## WRITTEN EXERCISE
Can you edit all of the material below so that each "pointer" becomes "locator", with nothing else changed?

══ ENTRIES PROVIDED

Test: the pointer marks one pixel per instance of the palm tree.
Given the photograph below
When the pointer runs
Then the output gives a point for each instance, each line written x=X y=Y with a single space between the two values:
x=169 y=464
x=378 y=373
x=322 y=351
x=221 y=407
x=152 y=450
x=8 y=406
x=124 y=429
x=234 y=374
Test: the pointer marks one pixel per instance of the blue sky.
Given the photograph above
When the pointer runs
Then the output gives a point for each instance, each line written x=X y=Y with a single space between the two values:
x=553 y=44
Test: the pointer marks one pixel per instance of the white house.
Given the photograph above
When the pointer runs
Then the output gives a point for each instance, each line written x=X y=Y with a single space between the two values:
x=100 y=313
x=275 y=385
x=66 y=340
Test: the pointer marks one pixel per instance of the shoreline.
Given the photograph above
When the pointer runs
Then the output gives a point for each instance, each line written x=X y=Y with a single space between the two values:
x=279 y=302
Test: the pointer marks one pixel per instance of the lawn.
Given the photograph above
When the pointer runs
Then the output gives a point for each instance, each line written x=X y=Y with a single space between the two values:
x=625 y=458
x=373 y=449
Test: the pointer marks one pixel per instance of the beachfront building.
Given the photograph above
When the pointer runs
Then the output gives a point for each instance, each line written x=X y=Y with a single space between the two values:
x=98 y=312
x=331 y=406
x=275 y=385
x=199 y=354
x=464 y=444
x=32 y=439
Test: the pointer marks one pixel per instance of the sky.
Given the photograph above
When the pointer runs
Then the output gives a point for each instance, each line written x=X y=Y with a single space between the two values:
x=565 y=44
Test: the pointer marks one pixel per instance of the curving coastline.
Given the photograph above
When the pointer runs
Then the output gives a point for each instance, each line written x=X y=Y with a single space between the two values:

════

## ANSWER FOR THE TASK
Test: the locator marks one pixel per instance of the palm tree.
Given the photograph below
When the locator runs
Then the output gives a point for each instance, each line written x=X y=Y with a single space between the two values:
x=169 y=464
x=378 y=373
x=322 y=351
x=221 y=407
x=152 y=450
x=8 y=406
x=124 y=429
x=234 y=374
Test: the locator marks one pixel per instance of the blue sky.
Given the photograph above
When the locator runs
Then the output gives a point for each instance, each line written x=X y=Y with a single space between the two values:
x=553 y=44
Test: the locator marks one pixel per instance of the white house.
Given the photograph above
When the locator runs
Then the output gives a point for each instance, each line written x=X y=Y with a single space between the two values:
x=100 y=313
x=275 y=385
x=66 y=340
Test: the locator marks one pixel per instance of the shoreline.
Given the photograph above
When the locator runs
Then the output gives a point for each instance, each line written x=X y=Y with a single space between the two values:
x=279 y=302
Test: the locator marks one pixel per instance of the lawn.
Given the photograph above
When the locator runs
Then the output gives a point for each instance, each line written x=X y=Y with a single space between the two values:
x=625 y=458
x=373 y=449
Test: the locator marks one pixel per instance of the beachfront building.
Given the photograph above
When the locator runs
Then the output gives a point for each instance, each line written x=X y=Y with a single space between the two values:
x=98 y=312
x=331 y=406
x=275 y=385
x=199 y=354
x=464 y=444
x=32 y=439
Test: the locator marks one pixel per instance of the sky.
Given the photograph above
When the locator runs
Then the output gives a point for each instance, each line written x=X y=Y with a single space between the two values:
x=565 y=44
Test: the locator marks one pixel per instance of the curving coastline.
Given the photograph above
When the locator runs
Then the output gives a point for each instance, each line written x=X y=Y with a single space between the two values:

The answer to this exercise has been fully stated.